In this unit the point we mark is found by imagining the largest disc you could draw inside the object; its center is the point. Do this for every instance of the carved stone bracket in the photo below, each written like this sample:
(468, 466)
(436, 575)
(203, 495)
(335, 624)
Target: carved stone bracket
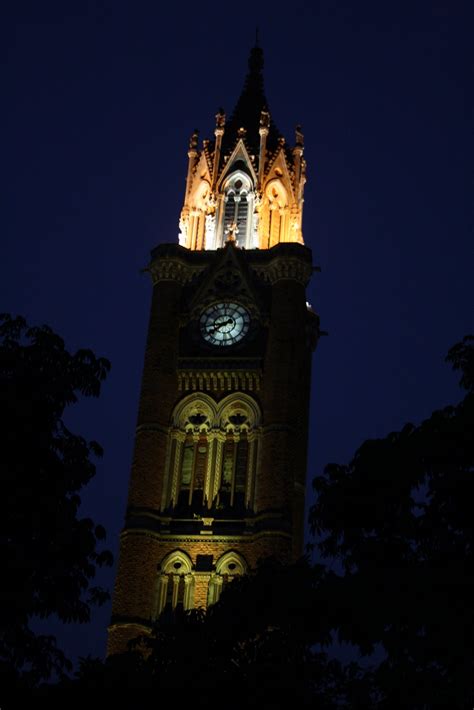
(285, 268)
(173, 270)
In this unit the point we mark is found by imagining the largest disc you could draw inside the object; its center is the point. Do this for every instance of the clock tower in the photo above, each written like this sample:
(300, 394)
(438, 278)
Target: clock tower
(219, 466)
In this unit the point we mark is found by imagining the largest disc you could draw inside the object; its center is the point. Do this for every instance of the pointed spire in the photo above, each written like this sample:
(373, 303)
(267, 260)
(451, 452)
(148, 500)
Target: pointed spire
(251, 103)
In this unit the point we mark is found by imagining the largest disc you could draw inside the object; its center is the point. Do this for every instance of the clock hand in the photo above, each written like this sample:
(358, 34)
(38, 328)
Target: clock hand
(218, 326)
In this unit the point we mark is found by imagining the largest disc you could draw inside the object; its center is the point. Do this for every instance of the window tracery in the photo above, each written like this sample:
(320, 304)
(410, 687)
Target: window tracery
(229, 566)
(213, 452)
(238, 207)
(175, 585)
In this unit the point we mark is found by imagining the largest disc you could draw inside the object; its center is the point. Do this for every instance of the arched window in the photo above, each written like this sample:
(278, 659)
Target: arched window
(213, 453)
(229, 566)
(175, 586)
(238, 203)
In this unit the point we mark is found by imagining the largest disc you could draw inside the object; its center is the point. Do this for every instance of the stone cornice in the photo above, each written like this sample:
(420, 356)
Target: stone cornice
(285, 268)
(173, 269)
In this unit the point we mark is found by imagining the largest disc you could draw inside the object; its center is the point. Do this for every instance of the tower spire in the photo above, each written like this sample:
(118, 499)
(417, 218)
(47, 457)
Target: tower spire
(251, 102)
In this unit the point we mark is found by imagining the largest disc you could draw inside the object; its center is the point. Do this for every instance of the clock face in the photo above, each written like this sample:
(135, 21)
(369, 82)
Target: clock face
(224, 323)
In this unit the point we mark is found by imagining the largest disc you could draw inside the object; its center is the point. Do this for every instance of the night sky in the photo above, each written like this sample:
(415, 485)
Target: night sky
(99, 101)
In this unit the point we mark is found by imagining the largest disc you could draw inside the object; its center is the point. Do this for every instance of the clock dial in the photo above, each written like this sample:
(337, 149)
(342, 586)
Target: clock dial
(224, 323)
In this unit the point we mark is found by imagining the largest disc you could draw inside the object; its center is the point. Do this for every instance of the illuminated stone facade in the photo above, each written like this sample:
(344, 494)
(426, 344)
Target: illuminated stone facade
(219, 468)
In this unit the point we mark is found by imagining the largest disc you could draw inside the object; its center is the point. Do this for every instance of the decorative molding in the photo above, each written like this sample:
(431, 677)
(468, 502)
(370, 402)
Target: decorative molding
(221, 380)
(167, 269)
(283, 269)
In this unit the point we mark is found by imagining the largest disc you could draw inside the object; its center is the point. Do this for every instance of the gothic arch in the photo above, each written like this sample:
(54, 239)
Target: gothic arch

▬▬▬▬▬▬

▶ INSTRUCTIONS TO FOLLOW
Pictures are to be left out. Otherwise, copy the material above exactly.

▶ TASK RESPONSE
In this unit the point we mark is found by imagining the largest disc you could draw inside the object; its center is the point. Do this for every instance of the carved stone bracket in the photo below, each written like this sample:
(468, 466)
(436, 575)
(203, 495)
(335, 624)
Target: carved stone bracket
(285, 268)
(173, 270)
In this unit the point we mark is found by imagining the largest disc you could draw inside the object; its center is the point. Do this for every instance of the clock tower in the photo above, each written like this sample:
(300, 394)
(438, 278)
Target: clock tower
(219, 466)
In this unit the point we mark is found by imagining the largest disc you could draw inside the object; its center is the point. Do this for every instance of the pointed spire in the photo above, each written like this sample:
(373, 303)
(267, 260)
(451, 452)
(148, 500)
Target: pointed spire
(251, 103)
In this unit the point we mark is found by imagining the largest disc you could draw inside the object; its center is the point. Do this for every instance of the clock hand in the photo above, each written like this sample:
(358, 34)
(38, 328)
Target: clock hand
(218, 326)
In this unit the point we mark is found by imagining the largest disc you could draw inside the object; its center is the point. Do this for every instance of the window tracery in the photo above, each written like this sample:
(320, 304)
(410, 687)
Target: window tracery
(229, 566)
(213, 452)
(238, 207)
(175, 585)
In this unit the point we mark is found by imagining the largest disc you could draw inside the object; its center is the point. Do this for every instance of the arched window in the photo above, each written like this sample:
(278, 659)
Target: arched window
(213, 453)
(229, 566)
(175, 586)
(238, 203)
In this unit the point we mark is found by imagining the largest disc you could draw inside the object; its center is the point. Do this for every instance of the stone cornice in the photo above, each written like this sample:
(420, 356)
Target: stone cornice
(285, 268)
(173, 269)
In this unit the point we mark is found by imagining the largest disc you could draw inside the object; its center is the point. Do this for every instance of the tower spire in the photo above, each written like this sample:
(118, 499)
(417, 218)
(47, 457)
Target: tower spire
(251, 102)
In this unit the point we mark is found by imagining the largest disc you could draw inside the object; its center is the point. Do this for every instance of the clock face in the photo above, each written like this sample:
(135, 21)
(369, 82)
Target: clock face
(224, 323)
In this unit the point we mark is found by imagining the largest disc you could draw inside the object; its center is the point. Do this for every instance of the night sky in the photo above, each written like this sample:
(415, 485)
Target: night sky
(99, 101)
In this unit the point we mark is found by imagining the largest disc you could draw inside the object; its center is the point. Do this for every instance of the clock dial in the photo above, each written like this sample:
(337, 149)
(342, 586)
Target: clock dial
(224, 323)
In this unit the point we mark is found by imagining the largest disc you could draw inside the object; its center is the point. Do this for every instance of the illuminated stone facade in the photo above, each written like this sample:
(344, 494)
(426, 344)
Target: illuminated stone facade
(219, 468)
In this unit the point we mark is found by imagining the largest disc you could draw inside the object; its center is the point. Do this for every instance of the decorative molding in the photo above, each written like this sample:
(431, 677)
(468, 502)
(370, 402)
Target: decorative molding
(221, 380)
(167, 269)
(283, 269)
In this unit the point we mark is found by imagining the largest disc you could draw inside the object; its center is the point. Do this for every instance of the gothic arch in the photo above, each written like this sample:
(54, 239)
Target: gothic arch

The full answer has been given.